> _SOURCE DATA_

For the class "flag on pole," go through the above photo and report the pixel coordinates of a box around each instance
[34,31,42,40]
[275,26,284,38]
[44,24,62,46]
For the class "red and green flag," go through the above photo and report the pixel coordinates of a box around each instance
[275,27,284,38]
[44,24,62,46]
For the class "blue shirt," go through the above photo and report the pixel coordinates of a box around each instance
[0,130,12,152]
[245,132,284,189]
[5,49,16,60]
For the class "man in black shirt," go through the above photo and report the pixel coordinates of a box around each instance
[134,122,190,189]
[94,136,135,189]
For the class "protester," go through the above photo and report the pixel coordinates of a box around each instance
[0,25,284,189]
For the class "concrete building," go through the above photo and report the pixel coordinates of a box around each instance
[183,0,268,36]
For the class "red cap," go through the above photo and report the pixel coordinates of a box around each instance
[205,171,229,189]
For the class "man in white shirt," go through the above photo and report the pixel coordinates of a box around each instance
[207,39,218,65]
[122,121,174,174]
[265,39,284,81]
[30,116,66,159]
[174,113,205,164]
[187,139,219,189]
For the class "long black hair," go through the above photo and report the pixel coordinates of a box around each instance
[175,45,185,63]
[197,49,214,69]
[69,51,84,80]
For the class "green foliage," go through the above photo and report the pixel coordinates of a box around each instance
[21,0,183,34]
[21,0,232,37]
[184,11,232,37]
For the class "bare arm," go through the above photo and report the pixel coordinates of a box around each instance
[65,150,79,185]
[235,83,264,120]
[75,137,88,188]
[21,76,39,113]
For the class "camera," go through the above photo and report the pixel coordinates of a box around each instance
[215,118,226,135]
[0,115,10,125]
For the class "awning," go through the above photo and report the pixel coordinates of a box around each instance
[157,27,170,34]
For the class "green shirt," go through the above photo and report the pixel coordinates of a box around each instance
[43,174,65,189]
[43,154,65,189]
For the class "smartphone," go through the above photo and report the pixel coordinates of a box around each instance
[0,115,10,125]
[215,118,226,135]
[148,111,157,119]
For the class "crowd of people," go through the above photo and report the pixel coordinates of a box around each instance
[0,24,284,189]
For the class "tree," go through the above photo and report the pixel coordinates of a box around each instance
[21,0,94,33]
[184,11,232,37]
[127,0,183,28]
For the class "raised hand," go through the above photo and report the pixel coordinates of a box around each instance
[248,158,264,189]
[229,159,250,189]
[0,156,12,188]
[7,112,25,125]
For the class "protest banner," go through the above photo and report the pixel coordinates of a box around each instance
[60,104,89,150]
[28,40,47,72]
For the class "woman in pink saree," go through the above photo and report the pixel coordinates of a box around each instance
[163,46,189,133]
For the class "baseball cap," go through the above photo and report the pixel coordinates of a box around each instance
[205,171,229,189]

==

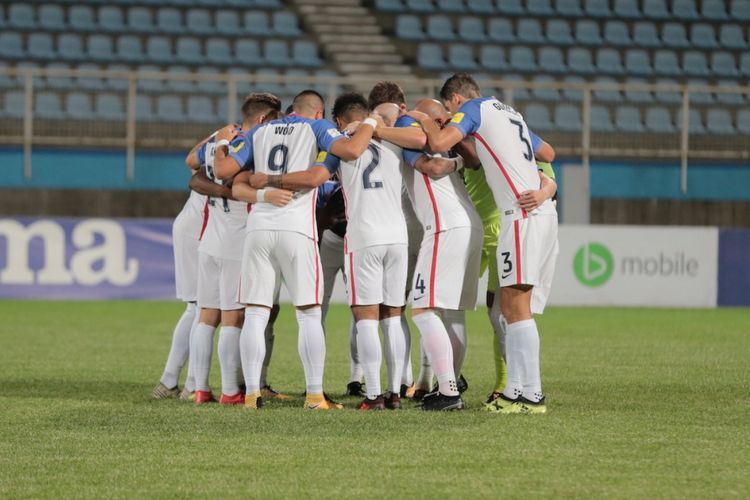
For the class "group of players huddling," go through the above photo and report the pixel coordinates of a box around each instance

==

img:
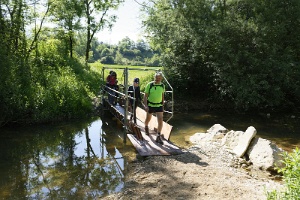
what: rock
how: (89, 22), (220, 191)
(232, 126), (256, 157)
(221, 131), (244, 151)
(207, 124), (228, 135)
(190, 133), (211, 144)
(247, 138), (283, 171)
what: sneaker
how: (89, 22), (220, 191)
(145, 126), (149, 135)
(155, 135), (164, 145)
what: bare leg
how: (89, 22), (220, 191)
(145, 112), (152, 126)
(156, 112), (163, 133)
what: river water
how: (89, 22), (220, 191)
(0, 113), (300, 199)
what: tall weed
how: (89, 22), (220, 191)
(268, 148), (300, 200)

> _WHAT YOU ARE ASKED TO DO_
Reproduce the stretch of records from the line containing "what: bare leg" through the line containing "(268, 148), (300, 200)", both ends included, character for character.

> _CORRECT OUTPUT_
what: bare leg
how: (89, 22), (220, 191)
(145, 112), (152, 126)
(156, 112), (163, 133)
what: river water
how: (89, 22), (220, 191)
(0, 113), (300, 199)
what: tall weed
how: (89, 22), (220, 191)
(268, 148), (300, 200)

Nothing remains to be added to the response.